## PAGE EXTRACT:
++++
Friday, December 24, 2010

Potter's Pond - in memory of Mr. Potter

My good friend and fellow model railroader Mr. Potter passed away recently and I wanted to post this picture of "Potter's Pond" that is located behind the roundhouse (on my layout) in his memory. Mr. Potter was an avid N scaler that had a super layout featuring over 400 feet of double main line. He will definately be missed!

Rest in peace, my dear friend.

Thursday, December 9, 2010

Curving hardboard for coved corners

I recently added curved (coved) corners in the train room addition using the "brute force" method. I took flat hardboard 4' x 8' x 3/16" panels and forced them into the corner. This was an extremely difficult and frustrating method.

I'm getting ready to cove a corner in the expansion area and decided to use a curving method that I had used previously on some fascia board they worked very well. Here are the steps (refer to the picture below):

1.) Clamp boards on the edges using C-clamps evenly spaced (spring clamps will NOT work for this).
2.) Tie a rope to one of the end C-clamps and thread it through the other clamps going back and forth from side to side.
++++
## Point labeling data from photos:

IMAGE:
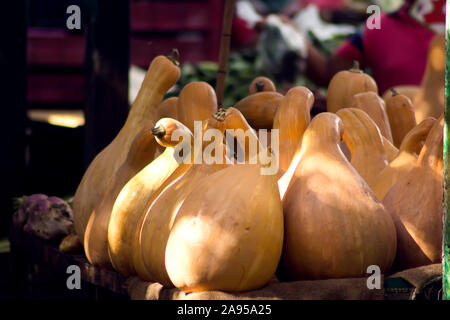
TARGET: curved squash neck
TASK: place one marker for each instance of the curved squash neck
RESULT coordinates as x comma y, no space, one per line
432,152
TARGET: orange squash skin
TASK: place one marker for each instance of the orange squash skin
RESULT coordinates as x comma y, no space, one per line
345,84
365,143
334,225
259,108
197,102
401,116
162,211
375,107
162,74
405,160
131,203
416,205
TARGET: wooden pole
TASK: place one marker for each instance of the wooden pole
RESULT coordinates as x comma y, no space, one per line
446,238
107,66
224,50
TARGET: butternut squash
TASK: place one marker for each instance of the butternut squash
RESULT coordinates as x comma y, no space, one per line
416,205
197,102
291,119
133,198
364,141
162,74
390,150
227,236
405,160
401,116
159,217
95,237
260,84
408,90
430,100
334,225
167,109
138,260
345,84
259,108
242,135
375,107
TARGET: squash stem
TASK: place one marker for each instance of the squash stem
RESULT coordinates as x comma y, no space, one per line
259,86
175,57
394,92
159,131
219,115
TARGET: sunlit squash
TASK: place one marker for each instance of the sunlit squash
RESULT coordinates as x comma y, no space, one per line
167,109
364,141
416,205
401,116
260,84
96,235
197,102
345,84
162,211
132,200
259,108
243,143
334,225
390,150
291,120
405,160
430,100
162,74
227,236
375,107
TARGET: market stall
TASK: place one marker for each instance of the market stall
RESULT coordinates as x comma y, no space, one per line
282,189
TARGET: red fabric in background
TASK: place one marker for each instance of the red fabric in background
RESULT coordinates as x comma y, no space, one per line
396,53
325,4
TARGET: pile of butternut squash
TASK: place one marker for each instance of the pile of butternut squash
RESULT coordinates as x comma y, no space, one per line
357,186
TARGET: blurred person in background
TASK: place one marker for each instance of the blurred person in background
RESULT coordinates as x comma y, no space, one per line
395,53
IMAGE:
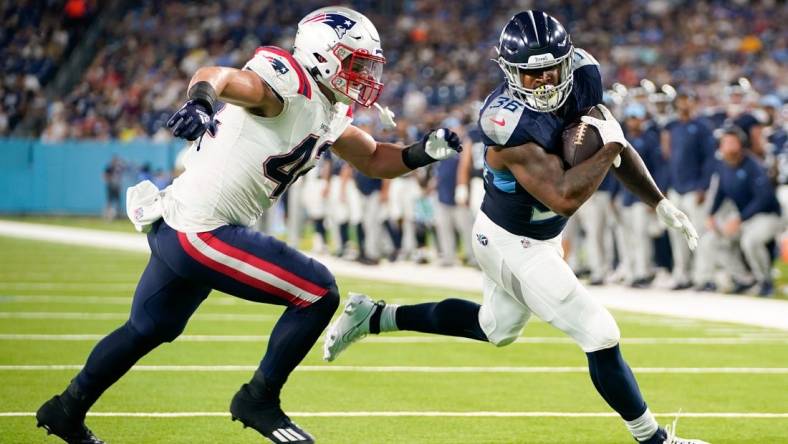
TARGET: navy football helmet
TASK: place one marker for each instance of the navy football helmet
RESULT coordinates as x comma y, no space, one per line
534,40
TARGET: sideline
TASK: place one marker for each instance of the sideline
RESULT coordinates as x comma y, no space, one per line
685,304
476,370
430,414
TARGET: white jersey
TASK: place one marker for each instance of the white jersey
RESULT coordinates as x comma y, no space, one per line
233,177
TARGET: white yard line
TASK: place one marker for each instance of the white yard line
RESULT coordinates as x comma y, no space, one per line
415,369
420,339
482,414
685,304
97,300
68,315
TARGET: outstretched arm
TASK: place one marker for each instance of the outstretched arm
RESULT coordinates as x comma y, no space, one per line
542,174
634,175
388,160
239,87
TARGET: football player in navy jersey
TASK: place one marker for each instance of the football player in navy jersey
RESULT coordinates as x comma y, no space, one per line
529,196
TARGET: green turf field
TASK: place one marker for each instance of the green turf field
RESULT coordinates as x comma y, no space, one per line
57,300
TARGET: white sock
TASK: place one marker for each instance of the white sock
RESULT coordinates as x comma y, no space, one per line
388,318
643,427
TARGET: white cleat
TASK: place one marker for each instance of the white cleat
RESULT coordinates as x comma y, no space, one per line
673,439
352,325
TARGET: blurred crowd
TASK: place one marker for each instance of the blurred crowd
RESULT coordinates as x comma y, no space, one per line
35,39
438,57
710,121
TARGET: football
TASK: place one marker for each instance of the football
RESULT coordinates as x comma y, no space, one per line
581,140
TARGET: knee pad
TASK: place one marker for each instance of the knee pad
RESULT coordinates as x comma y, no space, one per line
155,332
588,322
501,328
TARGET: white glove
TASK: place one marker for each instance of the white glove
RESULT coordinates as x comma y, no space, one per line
386,117
609,129
673,218
461,194
442,144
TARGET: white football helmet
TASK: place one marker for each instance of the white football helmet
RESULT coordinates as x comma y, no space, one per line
340,47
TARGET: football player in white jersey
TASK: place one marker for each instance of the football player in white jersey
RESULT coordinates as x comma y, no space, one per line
281,112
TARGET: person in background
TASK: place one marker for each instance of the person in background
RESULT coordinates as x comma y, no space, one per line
370,230
737,98
691,147
113,177
594,221
743,180
452,218
637,245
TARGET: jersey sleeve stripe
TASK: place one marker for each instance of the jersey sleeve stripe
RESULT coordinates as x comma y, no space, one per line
304,88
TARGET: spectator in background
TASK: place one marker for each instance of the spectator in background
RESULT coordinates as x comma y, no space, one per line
113,177
691,147
743,180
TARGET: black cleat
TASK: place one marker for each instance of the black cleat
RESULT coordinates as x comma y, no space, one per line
267,417
55,418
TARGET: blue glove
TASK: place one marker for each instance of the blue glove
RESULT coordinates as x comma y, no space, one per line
192,121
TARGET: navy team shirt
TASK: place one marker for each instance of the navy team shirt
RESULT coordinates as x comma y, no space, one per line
747,186
692,149
506,122
647,145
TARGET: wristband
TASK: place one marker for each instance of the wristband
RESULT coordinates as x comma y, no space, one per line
414,156
203,93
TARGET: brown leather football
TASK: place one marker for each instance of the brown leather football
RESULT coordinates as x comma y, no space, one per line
581,140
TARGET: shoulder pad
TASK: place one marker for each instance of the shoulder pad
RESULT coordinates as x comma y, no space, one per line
280,71
588,79
500,120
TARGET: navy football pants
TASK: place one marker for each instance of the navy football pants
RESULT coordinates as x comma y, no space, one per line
182,271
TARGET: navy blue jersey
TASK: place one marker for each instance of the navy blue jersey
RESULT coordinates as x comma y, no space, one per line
506,122
446,175
692,150
747,185
647,146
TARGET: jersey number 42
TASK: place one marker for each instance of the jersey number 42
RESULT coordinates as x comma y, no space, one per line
284,169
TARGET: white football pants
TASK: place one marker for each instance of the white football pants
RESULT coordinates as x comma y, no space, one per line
524,276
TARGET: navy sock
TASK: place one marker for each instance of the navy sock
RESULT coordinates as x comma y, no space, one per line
450,317
395,233
320,228
294,335
614,380
344,233
110,359
361,238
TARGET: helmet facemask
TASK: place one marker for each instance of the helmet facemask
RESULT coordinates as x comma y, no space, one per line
359,75
546,98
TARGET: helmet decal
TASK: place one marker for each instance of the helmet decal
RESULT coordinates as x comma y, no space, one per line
340,23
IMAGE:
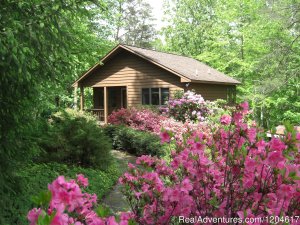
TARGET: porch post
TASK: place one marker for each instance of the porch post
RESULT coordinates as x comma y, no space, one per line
105,105
81,98
75,97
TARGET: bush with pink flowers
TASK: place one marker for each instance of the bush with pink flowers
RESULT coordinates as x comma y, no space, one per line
139,119
66,203
233,173
190,107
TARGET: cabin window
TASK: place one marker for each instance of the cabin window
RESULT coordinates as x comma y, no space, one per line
231,93
164,96
145,96
155,96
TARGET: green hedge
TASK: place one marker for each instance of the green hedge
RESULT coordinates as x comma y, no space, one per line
134,141
35,178
75,138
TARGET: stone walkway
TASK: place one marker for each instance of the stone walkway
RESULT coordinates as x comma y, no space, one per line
115,199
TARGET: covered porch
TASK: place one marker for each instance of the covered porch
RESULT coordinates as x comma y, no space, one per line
105,100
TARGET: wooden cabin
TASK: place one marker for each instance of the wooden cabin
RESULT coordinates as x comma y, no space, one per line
130,76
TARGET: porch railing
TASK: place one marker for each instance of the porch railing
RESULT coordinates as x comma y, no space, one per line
99,113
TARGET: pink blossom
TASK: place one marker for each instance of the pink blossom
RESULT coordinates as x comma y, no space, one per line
165,137
82,180
274,158
225,119
33,215
277,145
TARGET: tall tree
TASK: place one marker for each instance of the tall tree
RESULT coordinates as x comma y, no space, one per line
43,48
133,22
255,41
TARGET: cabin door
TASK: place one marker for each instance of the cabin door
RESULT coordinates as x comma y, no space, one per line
117,98
123,97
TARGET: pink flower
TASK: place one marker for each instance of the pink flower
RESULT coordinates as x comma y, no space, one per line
33,215
165,137
245,106
82,180
274,158
225,119
252,134
276,145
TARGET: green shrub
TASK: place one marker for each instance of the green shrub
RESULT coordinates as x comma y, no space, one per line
35,177
75,138
134,141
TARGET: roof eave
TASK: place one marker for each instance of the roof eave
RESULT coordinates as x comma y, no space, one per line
183,78
96,65
215,82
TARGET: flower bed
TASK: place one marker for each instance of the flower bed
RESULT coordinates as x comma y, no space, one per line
233,173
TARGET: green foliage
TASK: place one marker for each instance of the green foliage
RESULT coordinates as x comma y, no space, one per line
220,33
35,177
132,22
43,47
134,141
75,138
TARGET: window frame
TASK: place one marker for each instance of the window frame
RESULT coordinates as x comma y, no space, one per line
150,95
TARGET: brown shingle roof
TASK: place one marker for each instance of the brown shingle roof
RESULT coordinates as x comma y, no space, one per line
183,66
187,67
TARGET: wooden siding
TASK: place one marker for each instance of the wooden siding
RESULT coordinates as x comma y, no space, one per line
126,69
210,91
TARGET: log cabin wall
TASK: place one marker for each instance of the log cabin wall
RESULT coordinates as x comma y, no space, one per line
126,69
211,91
++++
## BRIEF 1:
Transcribe the model railroad blog from "Friday, December 24, 2010" up to and including "my dear friend.".
## BRIEF 2:
Pick up the model railroad blog after its last sentence and keep writing it.
The lines are separate material with no connection to the model railroad blog.

## EXPECTED ANSWER 1:
Friday, December 24, 2010

Potter's Pond - in memory of Mr. Potter

My good friend and fellow model railroader Mr. Potter passed away recently and I wanted to post this picture of "Potter's Pond" that is located behind the roundhouse (on my layout) in his memory. Mr. Potter was an avid N scaler that had a super layout featuring over 400 feet of double main line. He will definately be missed!

Rest in peace, my dear friend.

## EXPECTED ANSWER 2:
3.) Push on the face of the hardboard to start the curve and then tie off the other end of the rope.
4.) Wet the back (unfinished side) of the hardboard - I used a pump up sprayer because of the size of the panel. You just need to wet the back - don't soak it.
5.) Wait for awhile (I never looked at the clock) for the hardboard to "relax" a little.
6.) After waiting push down on the long edge "just enough" (I don't know what that is, but I do know what "too much" is!) and tighten up the rope. Take your time so you don't break it!
7.) Repeat steps 4 - 6 as many times as necessary to get the curve that you want. NOTE: the board will relax quite a bit back to its original shape when the rope is released so you will need to curve more than the final curve. If you're looking for a 90 degree curve you will need to curve is 110 degrees or more.
8.) After the back of the hardboard is COMPLETELY dry seal it with a good grade sealer. NOTE: latex paint is not a sealer.

Saturday, December 4, 2010

Paul's "Reality Check" block of wood video

Well, you had to be there, but you see.....Paul had this block of wood...and he was racing around the basement with it held high...... Enjoy!

Friday 12-3-10 at Paul's home

(Text by Paul; pictures by Rick)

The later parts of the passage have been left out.